Consigne écrite A: Filtrez les lignes ci-dessous et recopiez uniquement celles qui contiennent la chaîne « vest », en tenant compte des majuscules et des minuscules.

Extrait:
"""

On remonte Beale Street en faisant encore quelques rencontres et on file maintenant vers le Club 152 où Cory Luetjen & The Traveling Blues Band de Triangle Blues Society envoient un bon gros soul blues teinté de rhythm’n’blues et même d’une pointe de rock et baigné de cuivres et d’orgue Hammond, le tout porté par un bassiste qui trace ses lignes au cordeau. Ça déménage grave et le club 152 encore peu garni réagit plutôt bien à cette potion énergisante dosée avec soin ! Nul doute que ces gars-là sont tombés dedans quand ils étaient petits ... la petite virée du sax dans le public en milieu de set marquera les esprits, c’est certain !

C’est Thomas Doucet & The G Lights qui s’y collent maintenant et c’est un groupe totalement détendu qui va faire le job, avec encore plus de feeling et de finesse que la veille et avec toujours cette reprise de Sam Cooke qui retourne l’assistance. Et quand bien même il n’est pas évident de succéder à la tornade qui a précédé, Thomas et consorts vont nous sortir le set qui va bien avec de belles nuances et surtout avec une passion folle qui se transmet naturellement vers un public une vague de chaleur qui va droit au cœur. Jouer de la soul à Memphis est un pari osé et c’est avec un réel talent que les Nantais le réalisent, ce qui a vraiment de quoi nous rendre fiers de nos Frenchys !

"""

Données fournies:
"""

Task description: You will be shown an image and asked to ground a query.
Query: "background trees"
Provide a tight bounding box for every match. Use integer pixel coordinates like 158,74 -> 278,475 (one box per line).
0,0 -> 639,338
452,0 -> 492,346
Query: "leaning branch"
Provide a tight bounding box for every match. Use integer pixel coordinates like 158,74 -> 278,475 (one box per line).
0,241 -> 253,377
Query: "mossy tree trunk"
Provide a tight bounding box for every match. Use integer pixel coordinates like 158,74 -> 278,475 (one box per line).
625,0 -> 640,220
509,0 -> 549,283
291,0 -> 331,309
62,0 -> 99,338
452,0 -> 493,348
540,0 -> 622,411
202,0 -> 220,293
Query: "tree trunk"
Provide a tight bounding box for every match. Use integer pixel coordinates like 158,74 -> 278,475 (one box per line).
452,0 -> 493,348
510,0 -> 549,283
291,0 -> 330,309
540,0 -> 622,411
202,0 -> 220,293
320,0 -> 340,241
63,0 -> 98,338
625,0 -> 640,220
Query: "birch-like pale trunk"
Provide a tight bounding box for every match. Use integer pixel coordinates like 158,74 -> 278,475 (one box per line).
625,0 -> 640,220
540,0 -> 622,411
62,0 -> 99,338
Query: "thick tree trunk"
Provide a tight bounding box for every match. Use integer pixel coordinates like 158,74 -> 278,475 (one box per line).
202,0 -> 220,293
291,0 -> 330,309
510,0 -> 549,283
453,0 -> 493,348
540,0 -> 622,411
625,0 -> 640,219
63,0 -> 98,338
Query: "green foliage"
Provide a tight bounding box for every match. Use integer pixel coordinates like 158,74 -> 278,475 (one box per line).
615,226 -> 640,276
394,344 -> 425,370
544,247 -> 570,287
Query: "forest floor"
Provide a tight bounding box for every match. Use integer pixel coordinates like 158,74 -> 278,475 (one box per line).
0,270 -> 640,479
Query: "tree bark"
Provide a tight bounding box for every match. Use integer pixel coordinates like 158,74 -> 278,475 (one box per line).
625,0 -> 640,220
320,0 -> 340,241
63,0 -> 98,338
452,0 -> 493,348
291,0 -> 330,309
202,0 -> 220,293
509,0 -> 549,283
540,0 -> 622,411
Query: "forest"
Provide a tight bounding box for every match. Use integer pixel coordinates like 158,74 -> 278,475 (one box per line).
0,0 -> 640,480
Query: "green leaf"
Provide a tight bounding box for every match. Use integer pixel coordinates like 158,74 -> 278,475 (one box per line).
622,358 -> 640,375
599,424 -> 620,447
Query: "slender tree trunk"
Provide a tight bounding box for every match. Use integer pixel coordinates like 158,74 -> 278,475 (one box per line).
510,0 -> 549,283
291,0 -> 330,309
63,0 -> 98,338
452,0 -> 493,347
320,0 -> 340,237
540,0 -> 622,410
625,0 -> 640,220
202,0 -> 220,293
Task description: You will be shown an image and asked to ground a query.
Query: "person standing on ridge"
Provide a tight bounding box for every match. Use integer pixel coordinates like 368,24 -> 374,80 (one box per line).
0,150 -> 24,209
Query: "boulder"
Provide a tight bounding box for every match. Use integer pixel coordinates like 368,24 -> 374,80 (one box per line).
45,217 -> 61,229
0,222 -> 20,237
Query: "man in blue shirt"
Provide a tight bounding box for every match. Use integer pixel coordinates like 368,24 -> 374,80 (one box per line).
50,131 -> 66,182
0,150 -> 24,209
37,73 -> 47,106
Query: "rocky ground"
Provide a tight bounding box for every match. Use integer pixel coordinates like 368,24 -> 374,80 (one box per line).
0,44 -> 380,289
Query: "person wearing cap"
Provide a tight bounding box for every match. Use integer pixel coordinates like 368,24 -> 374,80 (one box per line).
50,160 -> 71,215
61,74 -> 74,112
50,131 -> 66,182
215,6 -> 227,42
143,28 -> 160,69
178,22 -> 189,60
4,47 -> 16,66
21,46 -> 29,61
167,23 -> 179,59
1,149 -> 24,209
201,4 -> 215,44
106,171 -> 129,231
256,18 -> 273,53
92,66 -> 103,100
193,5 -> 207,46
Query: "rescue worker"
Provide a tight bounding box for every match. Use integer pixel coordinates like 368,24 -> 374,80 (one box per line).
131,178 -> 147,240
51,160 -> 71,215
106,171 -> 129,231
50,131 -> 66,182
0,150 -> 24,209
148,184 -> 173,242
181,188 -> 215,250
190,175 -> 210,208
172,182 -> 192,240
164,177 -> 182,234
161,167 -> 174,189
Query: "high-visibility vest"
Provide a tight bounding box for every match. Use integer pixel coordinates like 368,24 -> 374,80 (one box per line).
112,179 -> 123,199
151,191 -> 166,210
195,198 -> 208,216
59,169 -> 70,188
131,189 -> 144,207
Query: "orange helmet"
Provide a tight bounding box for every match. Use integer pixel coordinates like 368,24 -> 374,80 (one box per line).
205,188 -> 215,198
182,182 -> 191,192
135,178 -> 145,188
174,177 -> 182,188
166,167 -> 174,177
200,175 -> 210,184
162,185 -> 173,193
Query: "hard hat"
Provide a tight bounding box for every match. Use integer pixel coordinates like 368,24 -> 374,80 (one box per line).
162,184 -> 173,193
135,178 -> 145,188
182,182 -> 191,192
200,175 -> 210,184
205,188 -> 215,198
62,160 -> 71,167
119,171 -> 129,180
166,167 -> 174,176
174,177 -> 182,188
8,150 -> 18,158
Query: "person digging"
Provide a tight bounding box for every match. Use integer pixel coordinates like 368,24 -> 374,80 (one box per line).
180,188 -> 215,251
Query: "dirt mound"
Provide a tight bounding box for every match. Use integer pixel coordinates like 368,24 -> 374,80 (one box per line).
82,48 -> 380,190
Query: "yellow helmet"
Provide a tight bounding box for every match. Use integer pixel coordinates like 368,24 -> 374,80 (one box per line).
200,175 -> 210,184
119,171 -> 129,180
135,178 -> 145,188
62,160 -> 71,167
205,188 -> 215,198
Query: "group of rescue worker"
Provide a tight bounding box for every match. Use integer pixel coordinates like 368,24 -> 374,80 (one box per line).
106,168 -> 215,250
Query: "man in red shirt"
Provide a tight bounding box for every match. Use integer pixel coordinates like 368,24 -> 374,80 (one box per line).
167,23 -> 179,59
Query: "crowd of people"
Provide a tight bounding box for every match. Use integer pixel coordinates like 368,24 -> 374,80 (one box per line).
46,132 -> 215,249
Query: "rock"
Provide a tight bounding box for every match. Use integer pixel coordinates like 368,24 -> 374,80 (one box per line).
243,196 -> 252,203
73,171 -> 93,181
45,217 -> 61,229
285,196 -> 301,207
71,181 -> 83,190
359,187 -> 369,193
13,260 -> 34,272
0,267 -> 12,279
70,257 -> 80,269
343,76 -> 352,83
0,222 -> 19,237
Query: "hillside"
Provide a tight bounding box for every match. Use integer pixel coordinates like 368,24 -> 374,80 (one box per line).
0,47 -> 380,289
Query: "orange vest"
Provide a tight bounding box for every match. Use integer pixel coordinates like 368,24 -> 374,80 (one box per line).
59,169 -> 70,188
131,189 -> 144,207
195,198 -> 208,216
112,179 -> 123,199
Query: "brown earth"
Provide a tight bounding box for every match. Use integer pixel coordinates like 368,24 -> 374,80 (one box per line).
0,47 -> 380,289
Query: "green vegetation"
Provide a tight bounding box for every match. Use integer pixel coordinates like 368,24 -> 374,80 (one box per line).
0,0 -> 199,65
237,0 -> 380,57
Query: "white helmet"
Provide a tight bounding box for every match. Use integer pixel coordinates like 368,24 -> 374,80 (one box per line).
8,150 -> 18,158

"""

Consigne écrite B: Prolongez, s'il vous plaît, le compte rendu des concerts sur Beale Street en reprenant juste après sa dernière phrase.

Résultat A:
Query: "high-visibility vest"
Query: "orange vest"

Résultat B:
On papillonne ensuite de club en club en attendant les résultats et on découvre sur les coups de une heure du matin que l’aventure américaine s’arrêtera là pour Thomas Doucet & The G Lights qui n’ont pas été retenus pour la demi-finale … Ça continue en revanche pour La Bedoune que l’on retrouvera demain soir dans un club de Beale Street pour tenter de gagner une place samedi après-midi à l’Orpheum. Un superbe challenge à relever ! 
     
Vendredi 31 janvier :

La journée commence par un événement un peu particulier puisque c’est aujourd’hui la cérémonie de remise des Keeping The Blues Alive Awards, un moment toujours plein d’émotion qui cette année se déroulera dans le Ballroom au quinzième étage de l’hôtel Holiday Inn, une salle plus petite que d’habitude puisque les salons du Doubletree sont actuellement en travaux. Les différents récipiendaires ne manqueront pas de manifester leur plaisir et leur reconnaissance et quand bien même une fuite de climatisation provoquera une rupture d’une dalle du plafond et inondera une table, on appréciera de voir notre ami Peter Astrup du Blues Heaven Festival au Danemark ou encore le Cali Blues & Folk Festival de Colombie,  le Hal & Mal’s Blues Club de Jackson ou le Jimiway Blues Festival en Pologne être récompensés pour l’ensemble de leur œuvre. On rappellera que les Keeping The Blues Alive Awards saluent les personnalités qui œuvrent pour le Blues dans l’ombre des projecteurs et en dehors de la scène.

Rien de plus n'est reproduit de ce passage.